Starting with the line that contains "hair as a single point per instance.", reproduce each line through the end of the listing below, with no other output.

### RECORDS TO PROCESS:
╭──

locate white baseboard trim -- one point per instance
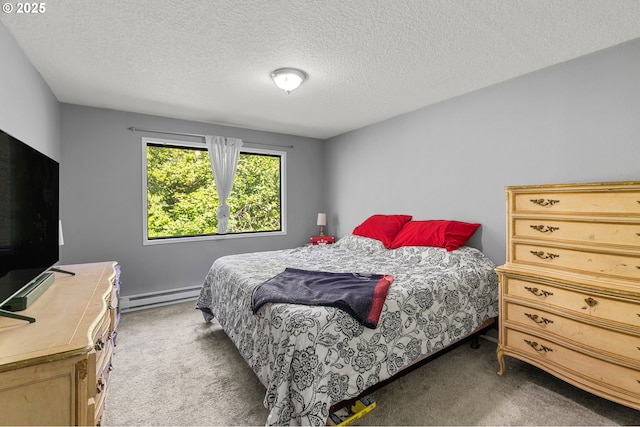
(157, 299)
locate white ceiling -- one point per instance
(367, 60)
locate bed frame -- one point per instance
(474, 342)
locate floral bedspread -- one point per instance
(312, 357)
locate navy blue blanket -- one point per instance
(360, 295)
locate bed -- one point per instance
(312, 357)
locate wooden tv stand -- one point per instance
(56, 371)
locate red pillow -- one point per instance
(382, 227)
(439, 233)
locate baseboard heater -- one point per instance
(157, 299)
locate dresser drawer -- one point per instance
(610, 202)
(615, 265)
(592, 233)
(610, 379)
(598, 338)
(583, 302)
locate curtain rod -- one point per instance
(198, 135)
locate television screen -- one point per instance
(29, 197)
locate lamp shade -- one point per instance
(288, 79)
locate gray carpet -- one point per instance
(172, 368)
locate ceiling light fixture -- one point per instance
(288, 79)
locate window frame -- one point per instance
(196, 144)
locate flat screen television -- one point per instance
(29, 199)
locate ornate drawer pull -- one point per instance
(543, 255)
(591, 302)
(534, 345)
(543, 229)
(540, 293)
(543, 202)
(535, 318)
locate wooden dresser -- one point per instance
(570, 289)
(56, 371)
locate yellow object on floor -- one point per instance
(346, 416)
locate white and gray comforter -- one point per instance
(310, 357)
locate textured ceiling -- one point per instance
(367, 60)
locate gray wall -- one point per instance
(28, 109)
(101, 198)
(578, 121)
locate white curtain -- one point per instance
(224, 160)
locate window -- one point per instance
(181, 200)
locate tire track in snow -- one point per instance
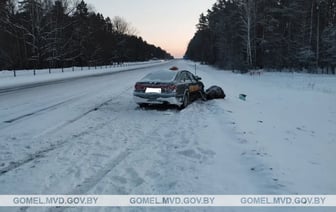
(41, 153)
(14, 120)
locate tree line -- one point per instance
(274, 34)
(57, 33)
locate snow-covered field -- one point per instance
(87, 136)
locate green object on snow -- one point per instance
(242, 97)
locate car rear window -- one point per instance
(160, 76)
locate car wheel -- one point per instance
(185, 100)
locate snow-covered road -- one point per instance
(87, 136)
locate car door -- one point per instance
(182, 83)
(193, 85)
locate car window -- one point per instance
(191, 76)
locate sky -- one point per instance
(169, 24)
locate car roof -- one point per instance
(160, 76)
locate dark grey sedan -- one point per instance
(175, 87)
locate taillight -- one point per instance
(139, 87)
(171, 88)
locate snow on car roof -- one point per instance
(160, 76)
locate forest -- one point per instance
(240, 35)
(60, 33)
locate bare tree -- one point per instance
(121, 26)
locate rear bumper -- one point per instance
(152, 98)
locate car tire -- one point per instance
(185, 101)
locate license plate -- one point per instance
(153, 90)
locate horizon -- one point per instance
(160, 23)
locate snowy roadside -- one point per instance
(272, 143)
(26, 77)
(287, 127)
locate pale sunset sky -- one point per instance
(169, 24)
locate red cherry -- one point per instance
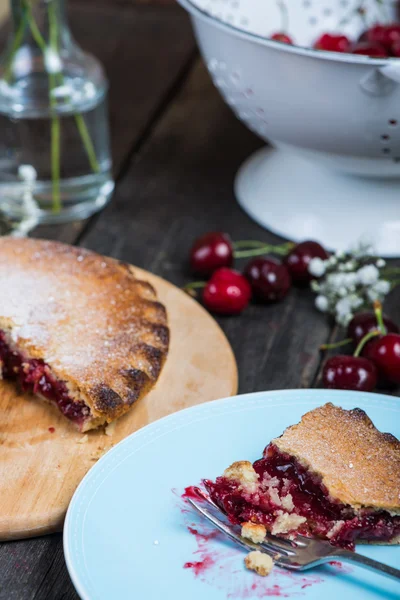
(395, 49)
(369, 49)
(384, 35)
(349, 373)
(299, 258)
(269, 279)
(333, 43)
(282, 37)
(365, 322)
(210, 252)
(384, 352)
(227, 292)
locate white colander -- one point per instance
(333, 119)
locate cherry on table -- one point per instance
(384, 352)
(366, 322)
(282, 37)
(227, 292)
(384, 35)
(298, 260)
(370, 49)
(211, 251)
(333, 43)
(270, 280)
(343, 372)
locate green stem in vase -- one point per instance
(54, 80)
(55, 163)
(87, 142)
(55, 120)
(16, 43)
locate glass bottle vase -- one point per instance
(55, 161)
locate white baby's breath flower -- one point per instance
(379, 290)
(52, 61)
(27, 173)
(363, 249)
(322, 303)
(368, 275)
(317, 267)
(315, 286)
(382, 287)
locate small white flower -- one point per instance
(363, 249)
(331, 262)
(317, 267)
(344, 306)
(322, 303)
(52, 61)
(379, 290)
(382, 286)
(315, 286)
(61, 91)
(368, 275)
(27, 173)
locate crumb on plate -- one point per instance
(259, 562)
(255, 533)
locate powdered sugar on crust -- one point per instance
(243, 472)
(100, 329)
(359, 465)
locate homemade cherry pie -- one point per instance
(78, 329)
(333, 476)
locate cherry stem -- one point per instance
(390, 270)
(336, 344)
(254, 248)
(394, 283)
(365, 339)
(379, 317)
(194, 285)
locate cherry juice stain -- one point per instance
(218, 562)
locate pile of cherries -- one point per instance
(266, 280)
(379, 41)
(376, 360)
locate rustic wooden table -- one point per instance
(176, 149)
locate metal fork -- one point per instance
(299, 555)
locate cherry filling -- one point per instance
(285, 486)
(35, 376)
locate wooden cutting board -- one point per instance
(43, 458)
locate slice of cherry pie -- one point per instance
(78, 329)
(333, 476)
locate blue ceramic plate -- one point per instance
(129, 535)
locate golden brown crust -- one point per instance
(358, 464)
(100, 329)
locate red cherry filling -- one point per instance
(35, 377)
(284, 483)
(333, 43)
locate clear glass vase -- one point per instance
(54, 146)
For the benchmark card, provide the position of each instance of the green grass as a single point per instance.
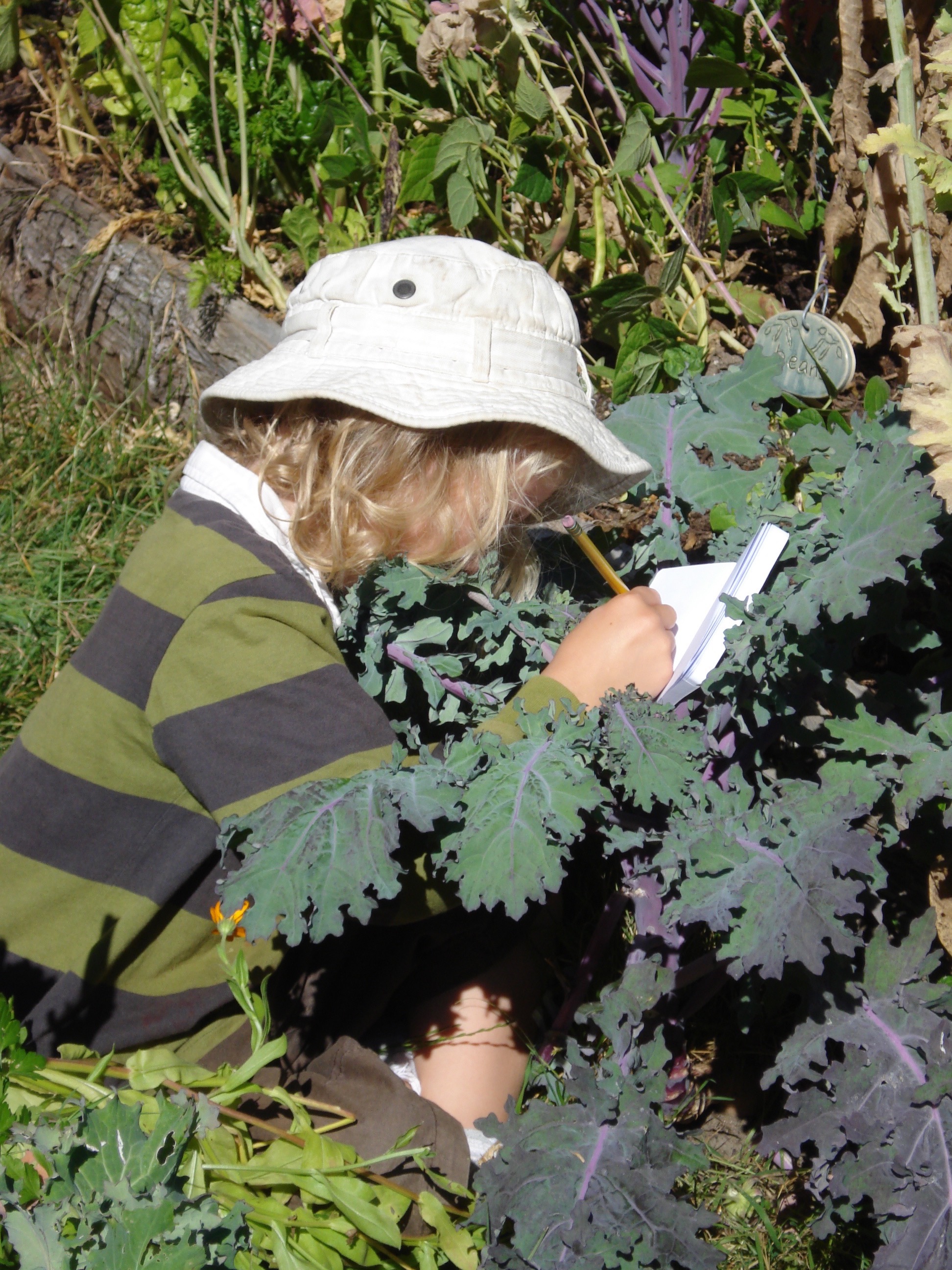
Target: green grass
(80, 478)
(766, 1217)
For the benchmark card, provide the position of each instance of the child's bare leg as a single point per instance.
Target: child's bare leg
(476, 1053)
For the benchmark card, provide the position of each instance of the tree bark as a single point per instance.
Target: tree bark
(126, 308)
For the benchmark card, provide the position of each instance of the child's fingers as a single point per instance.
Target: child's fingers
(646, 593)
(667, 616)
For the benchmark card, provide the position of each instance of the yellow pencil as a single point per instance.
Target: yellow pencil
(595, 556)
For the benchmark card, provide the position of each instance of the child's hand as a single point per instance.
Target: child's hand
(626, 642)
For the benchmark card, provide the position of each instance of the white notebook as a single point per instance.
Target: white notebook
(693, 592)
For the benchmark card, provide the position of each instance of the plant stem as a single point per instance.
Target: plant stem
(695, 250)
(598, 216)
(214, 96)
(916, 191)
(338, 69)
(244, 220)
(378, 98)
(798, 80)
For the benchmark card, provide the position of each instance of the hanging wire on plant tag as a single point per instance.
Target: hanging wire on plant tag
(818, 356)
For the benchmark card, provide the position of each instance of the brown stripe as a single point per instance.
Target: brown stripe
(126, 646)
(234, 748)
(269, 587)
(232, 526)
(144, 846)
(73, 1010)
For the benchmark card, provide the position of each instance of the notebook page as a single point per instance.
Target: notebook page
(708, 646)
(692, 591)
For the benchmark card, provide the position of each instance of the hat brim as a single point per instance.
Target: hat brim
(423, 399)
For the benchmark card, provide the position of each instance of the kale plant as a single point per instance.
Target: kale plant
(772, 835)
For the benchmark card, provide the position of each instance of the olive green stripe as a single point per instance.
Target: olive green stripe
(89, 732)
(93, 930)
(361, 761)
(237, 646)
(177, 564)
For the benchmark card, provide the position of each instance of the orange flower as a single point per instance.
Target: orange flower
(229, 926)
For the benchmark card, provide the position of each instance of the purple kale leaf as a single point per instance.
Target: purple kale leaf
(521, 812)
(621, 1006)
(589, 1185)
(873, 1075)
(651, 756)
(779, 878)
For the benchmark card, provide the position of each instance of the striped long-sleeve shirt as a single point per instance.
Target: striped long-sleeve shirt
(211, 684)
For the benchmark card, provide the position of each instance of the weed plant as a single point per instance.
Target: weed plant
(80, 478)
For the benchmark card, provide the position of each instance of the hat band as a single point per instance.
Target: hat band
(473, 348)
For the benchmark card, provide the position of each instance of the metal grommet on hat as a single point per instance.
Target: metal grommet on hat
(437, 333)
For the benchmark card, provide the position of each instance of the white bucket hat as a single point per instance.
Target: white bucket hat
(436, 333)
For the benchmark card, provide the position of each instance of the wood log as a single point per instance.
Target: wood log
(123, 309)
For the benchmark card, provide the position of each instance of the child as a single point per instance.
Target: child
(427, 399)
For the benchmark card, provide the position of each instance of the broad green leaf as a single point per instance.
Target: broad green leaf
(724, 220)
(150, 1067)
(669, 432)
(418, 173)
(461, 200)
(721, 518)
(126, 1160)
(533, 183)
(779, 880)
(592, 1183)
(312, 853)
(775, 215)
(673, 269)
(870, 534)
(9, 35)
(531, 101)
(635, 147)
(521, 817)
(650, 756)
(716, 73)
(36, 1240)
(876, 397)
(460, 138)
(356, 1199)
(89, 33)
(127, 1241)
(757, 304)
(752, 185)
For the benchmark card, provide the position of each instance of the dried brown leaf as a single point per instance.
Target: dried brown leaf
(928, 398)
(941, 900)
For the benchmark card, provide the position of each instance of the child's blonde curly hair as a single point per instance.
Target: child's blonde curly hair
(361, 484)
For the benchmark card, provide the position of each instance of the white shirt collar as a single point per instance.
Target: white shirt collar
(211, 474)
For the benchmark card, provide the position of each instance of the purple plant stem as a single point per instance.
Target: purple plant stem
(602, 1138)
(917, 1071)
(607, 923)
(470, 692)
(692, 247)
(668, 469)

╰──

### SOLUTION FOR THIS EXERCISE:
For the benchmark card, provide the position of each instance of the child's blonde curly hair as a single point per instance.
Target: child's blonde curly hair
(361, 484)
For the benchmark card, provide the position of each instance of the white shirt collar as a single point per instance.
Target: white shirt collar
(211, 474)
For the benchmark card, provide the position of each instance of the purple plant stem as a single point per instance.
Target: purple plant stem
(602, 1138)
(917, 1071)
(607, 923)
(470, 692)
(692, 247)
(668, 469)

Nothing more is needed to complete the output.